* _Task description_
Quote the entries below word for word, leaving every line unchanged.

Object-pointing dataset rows
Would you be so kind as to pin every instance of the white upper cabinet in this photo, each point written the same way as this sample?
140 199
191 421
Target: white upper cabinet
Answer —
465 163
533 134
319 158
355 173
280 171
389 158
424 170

* _Output below_
Would you be so kind as to pin every instance of the white upper cabinet in this photo, each point written the same way as this sample?
140 199
191 421
Target: white upper cabinet
Answer —
465 163
533 134
319 158
355 173
280 171
389 158
424 170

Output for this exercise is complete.